Exercise requirements: Convert every line of the rows below into a Markdown table with two columns, "Number" for the line's position and "Text" for the line itself, and omit any blank lines.

* * * * *

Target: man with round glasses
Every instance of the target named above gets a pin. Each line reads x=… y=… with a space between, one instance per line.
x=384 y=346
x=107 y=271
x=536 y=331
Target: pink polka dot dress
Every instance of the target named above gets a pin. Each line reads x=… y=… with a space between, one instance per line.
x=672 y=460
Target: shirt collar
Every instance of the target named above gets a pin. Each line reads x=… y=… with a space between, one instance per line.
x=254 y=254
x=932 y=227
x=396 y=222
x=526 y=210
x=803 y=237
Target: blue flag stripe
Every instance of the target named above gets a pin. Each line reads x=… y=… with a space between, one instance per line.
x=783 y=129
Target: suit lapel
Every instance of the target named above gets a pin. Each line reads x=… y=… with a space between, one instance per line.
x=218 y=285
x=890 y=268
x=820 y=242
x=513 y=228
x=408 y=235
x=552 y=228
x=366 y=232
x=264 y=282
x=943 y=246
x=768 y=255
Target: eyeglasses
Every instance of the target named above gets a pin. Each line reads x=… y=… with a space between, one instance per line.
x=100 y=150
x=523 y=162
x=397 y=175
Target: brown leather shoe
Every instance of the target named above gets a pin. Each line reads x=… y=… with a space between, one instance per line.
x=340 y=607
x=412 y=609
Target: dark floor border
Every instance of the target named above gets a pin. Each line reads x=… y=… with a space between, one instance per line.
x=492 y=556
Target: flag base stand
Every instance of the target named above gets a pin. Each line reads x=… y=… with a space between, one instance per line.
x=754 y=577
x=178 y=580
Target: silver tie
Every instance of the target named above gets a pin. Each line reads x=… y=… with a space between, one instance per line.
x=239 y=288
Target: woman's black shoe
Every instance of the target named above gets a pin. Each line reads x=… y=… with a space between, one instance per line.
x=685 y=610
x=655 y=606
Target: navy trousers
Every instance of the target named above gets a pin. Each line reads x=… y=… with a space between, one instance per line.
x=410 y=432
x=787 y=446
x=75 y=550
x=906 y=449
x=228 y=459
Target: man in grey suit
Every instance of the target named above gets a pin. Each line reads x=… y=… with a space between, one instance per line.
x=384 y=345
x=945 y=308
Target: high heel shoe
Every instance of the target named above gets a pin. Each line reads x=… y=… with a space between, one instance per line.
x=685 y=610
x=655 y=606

* * * * *

Task answer:
| Number | Text |
|---|---|
| 1 | Target: man with round glasses |
| 2 | Every instance of the target named above gets a pin. Each line reads x=… y=… with a space between, one instance per line. |
| 3 | x=384 y=346 |
| 4 | x=107 y=271 |
| 5 | x=536 y=331 |
| 6 | Target: pink polka dot dress |
| 7 | Every instance of the target named above gets a pin. Each line reads x=… y=… with a space between, one instance per line. |
| 8 | x=672 y=460 |
| 9 | Target: shirt collar |
| 10 | Every instance of the target named above gets a pin. Each line reads x=… y=… with a space between, one instance per line. |
| 11 | x=254 y=254 |
| 12 | x=932 y=227 |
| 13 | x=396 y=222 |
| 14 | x=526 y=210 |
| 15 | x=803 y=237 |
| 16 | Target: blue flag stripe |
| 17 | Every instance of the target named above gets a pin. Each line reads x=… y=… with a space between, one instance per line. |
| 18 | x=783 y=129 |
| 19 | Target: suit lapel |
| 20 | Every instance of the target named above gets a pin. Each line reads x=… y=… with a space between, one instance per line. |
| 21 | x=218 y=285 |
| 22 | x=890 y=268 |
| 23 | x=820 y=242 |
| 24 | x=513 y=228 |
| 25 | x=408 y=235 |
| 26 | x=552 y=228 |
| 27 | x=366 y=232 |
| 28 | x=264 y=282 |
| 29 | x=943 y=246 |
| 30 | x=768 y=255 |
| 31 | Target: eyeglasses |
| 32 | Every instance of the target named above gets a pin. Each line reads x=… y=… with a space between, one instance per line. |
| 33 | x=100 y=150 |
| 34 | x=523 y=162 |
| 35 | x=397 y=175 |
| 36 | Target: brown leather shoe |
| 37 | Every instance of the target named above gets a pin. Each line reads x=… y=… with a space between, one instance per line. |
| 38 | x=340 y=607 |
| 39 | x=412 y=609 |
| 40 | Target: dark floor border |
| 41 | Every instance of the target named above gets a pin. Each line reads x=… y=… with a space between, one instance per line. |
| 42 | x=492 y=556 |
| 43 | Target: flag base stand |
| 44 | Every instance of the target named above gets a pin. Each line reads x=… y=… with a space between, one instance per line. |
| 45 | x=754 y=577 |
| 46 | x=178 y=580 |
| 47 | Target: silver tie |
| 48 | Every instance of the target named above gets a pin. Each line reads x=… y=… with a space between, one instance per line. |
| 49 | x=239 y=288 |
| 50 | Target: woman's black shoe |
| 51 | Every instance of the target named above gets a pin. Each line reads x=… y=… with a space between, one instance per line. |
| 52 | x=685 y=610 |
| 53 | x=655 y=606 |
| 54 | Target: navy trousers |
| 55 | Every instance of the target named above gets a pin. Each line reads x=… y=… with a space between, one instance per line. |
| 56 | x=410 y=432 |
| 57 | x=787 y=446 |
| 58 | x=75 y=550 |
| 59 | x=906 y=449 |
| 60 | x=228 y=459 |
| 61 | Target: man in grey suit |
| 62 | Every instance of the target named above gets a pin. Each line reads x=… y=… with a space between, one instance per line. |
| 63 | x=384 y=345 |
| 64 | x=945 y=308 |
| 65 | Target: high heel shoe |
| 66 | Every instance of the target named above gets a pin. Each line reads x=… y=… with a space between, one instance per line. |
| 67 | x=685 y=610 |
| 68 | x=655 y=606 |